# Supplied passage:

- - -

Chinese authorities are quietly reforming the country's controversial "re-education through labor" system amid growing calls for public information on the process, activists said on Thursday.
The government is turning many of the existing facilities into drug rehabilitation units, the U.S.-based Duihua Foundation said in an article on its website this week.
"[Re-education through labor] RTL facilities in ... Liaoning, Jiangsu, Jilin, and Hunan ... have been quietly taking formal steps to transition into compulsory drug treatment centers," the group quoted local media reports as saying.
"All of those sent for non-drug-related offenses to one Liaoning RTL facility were released earlier this month—regardless of their time left to serve," it quoted a petitioner released from the facility as saying.
Meanwhile, lawyers have said they have seen few RTL cases this year, although many said it was still unclear exactly what the reforms would mean.
Beijing-based rights lawyer Li Fangping said the authorities appeared to be carrying out the reforms under a veil of secrecy.
"It's still not clear whether this is a unified directive from the top, or what," Li said on Thursday. "It is all happening in a murky way."
"I have already made a public information request to the government, but they either refuse on the grounds that this is a state secret, or they don't reply at all," he said.
"I haven't been able to get any information at all on those four cities [where reforms are reported to be taking place]," he said.
Jiangsu camps
The Guangzhou-based 21st Century Business Herald reported recently that the eastern province of Jiangsu had already turned all of its labor camp facilities into drug treatment centers.

- - -

# Assignment:
Reproduce the entire article on China's re-education through labor reforms word for word. The material that comes next has no connection to the article on China's labor camp reforms.

Dataset excerpts
- - -

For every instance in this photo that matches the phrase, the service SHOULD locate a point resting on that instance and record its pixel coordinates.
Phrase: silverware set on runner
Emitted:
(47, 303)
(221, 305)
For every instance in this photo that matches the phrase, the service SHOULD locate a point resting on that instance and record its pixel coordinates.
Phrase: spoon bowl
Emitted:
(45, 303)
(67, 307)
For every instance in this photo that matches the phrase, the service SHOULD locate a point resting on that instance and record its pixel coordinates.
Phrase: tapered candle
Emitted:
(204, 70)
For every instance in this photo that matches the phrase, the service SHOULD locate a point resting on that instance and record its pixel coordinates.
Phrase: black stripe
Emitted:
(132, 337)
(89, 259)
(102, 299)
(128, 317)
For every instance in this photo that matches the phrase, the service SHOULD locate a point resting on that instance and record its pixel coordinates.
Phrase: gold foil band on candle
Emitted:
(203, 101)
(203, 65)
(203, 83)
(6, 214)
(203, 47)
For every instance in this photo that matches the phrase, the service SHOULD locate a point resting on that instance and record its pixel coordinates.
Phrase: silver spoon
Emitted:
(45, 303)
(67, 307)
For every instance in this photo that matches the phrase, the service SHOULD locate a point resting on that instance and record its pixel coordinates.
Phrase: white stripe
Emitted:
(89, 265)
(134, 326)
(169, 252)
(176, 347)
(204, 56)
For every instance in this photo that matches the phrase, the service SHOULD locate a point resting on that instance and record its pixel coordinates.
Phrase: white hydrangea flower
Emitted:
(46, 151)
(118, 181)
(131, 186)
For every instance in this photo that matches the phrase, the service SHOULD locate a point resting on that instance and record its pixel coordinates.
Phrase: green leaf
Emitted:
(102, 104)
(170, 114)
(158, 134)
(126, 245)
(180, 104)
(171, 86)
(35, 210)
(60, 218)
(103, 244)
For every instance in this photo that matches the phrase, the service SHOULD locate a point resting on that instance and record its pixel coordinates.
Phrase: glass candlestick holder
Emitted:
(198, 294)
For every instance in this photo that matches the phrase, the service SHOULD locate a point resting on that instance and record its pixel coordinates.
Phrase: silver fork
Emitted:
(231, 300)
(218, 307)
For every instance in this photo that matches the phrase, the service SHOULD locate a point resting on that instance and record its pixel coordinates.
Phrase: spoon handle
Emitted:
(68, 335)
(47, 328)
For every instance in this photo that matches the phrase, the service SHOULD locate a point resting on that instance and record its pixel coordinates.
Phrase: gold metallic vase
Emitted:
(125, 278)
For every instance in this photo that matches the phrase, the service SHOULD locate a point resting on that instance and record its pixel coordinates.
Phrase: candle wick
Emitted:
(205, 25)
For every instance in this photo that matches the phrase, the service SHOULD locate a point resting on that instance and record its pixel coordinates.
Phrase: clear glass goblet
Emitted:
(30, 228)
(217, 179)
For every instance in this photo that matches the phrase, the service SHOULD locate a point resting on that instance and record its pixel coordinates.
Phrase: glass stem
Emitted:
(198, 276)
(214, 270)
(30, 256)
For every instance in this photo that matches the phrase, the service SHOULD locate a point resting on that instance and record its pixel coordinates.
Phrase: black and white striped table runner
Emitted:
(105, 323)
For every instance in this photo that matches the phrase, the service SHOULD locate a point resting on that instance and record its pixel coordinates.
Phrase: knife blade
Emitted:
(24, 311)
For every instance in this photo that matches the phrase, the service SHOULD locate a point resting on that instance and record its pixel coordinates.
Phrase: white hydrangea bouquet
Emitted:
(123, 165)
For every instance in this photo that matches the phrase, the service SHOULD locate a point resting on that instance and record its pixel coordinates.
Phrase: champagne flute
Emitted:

- - -

# Exercise solution:
Chinese authorities are quietly reforming the country's controversial "re-education through labor" system amid growing calls for public information on the process, activists said on Thursday.
The government is turning many of the existing facilities into drug rehabilitation units, the U.S.-based Duihua Foundation said in an article on its website this week.
"[Re-education through labor] RTL facilities in ... Liaoning, Jiangsu, Jilin, and Hunan ... have been quietly taking formal steps to transition into compulsory drug treatment centers," the group quoted local media reports as saying.
"All of those sent for non-drug-related offenses to one Liaoning RTL facility were released earlier this month—regardless of their time left to serve," it quoted a petitioner released from the facility as saying.
Meanwhile, lawyers have said they have seen few RTL cases this year, although many said it was still unclear exactly what the reforms would mean.
Beijing-based rights lawyer Li Fangping said the authorities appeared to be carrying out the reforms under a veil of secrecy.
"It's still not clear whether this is a unified directive from the top, or what," Li said on Thursday. "It is all happening in a murky way."
"I have already made a public information request to the government, but they either refuse on the grounds that this is a state secret, or they don't reply at all," he said.
"I haven't been able to get any information at all on those four cities [where reforms are reported to be taking place]," he said.
Jiangsu camps
The Guangzhou-based 21st Century Business Herald reported recently that the eastern province of Jiangsu had already turned all of its labor camp facilities into drug treatment centers.